• **Supplied material**:
· · · ·

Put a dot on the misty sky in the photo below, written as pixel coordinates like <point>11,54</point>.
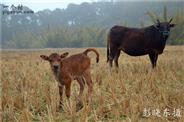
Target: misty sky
<point>37,5</point>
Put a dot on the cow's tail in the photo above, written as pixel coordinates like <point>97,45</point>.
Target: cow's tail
<point>95,51</point>
<point>108,46</point>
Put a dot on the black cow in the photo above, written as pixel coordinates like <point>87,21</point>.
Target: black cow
<point>138,41</point>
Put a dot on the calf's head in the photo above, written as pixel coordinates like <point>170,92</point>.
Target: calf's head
<point>164,27</point>
<point>55,60</point>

· · · ·

• **Objective**:
Give the lines of the material above as a Markdown table with two columns, Number and Record line, putting each line's row number in the first column and the line itself in the second, and leave out blank lines. Keep the pictures out of the answer.

• **The result**:
| Number | Record line |
|---|---|
| 1 | Put a dot on the misty sky in the photo below, written as pixel coordinates like <point>11,54</point>. |
| 2 | Target: misty sky |
| 3 | <point>37,5</point> |
| 4 | Put a dot on the cow's tail in the photo above, written as pixel coordinates like <point>97,45</point>. |
| 5 | Target: cow's tail |
| 6 | <point>95,51</point> |
| 7 | <point>108,46</point> |
| 8 | Put a dot on the black cow in the photo above, written as pixel coordinates like <point>87,21</point>. |
| 9 | Target: black cow |
| 10 | <point>138,41</point> |
| 11 | Put a dot on the calf's head in the photo above, written as pixel coordinates like <point>170,92</point>. |
| 12 | Target: calf's head |
| 13 | <point>164,27</point> |
| 14 | <point>55,60</point> |